Exercise details » Count the rows below that contain the word "building", and reply with only that number.

Data listing »
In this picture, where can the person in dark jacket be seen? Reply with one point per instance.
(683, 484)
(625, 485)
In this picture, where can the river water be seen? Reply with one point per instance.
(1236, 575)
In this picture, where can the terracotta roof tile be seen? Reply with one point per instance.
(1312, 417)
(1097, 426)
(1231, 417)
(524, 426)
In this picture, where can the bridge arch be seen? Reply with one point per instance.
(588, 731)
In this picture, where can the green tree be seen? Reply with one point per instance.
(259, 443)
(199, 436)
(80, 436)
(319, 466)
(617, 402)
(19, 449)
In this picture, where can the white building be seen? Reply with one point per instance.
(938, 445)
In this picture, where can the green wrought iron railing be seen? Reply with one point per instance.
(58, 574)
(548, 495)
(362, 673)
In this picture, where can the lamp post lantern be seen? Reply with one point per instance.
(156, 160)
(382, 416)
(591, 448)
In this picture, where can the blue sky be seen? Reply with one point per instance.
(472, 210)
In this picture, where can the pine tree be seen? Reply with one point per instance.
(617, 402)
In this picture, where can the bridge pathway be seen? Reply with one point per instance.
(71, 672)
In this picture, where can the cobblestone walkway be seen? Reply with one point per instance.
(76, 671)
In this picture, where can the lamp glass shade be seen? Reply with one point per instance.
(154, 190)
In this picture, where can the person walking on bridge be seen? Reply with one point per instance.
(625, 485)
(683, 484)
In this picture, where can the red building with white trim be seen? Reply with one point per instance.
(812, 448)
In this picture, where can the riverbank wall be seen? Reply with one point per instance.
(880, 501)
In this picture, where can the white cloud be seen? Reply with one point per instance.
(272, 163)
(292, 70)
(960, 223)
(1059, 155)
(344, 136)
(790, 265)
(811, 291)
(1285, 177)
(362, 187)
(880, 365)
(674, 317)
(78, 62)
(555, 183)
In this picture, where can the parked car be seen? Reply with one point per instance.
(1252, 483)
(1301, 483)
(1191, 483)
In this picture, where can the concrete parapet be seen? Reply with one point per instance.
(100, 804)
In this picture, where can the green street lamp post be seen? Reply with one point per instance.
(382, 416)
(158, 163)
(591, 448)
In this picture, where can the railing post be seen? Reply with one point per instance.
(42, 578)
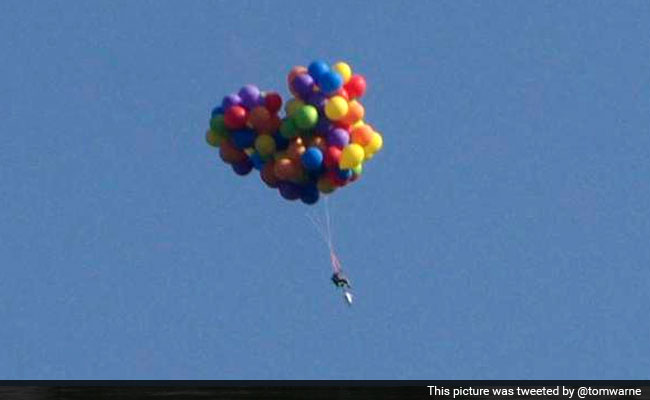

Exercise answer » 2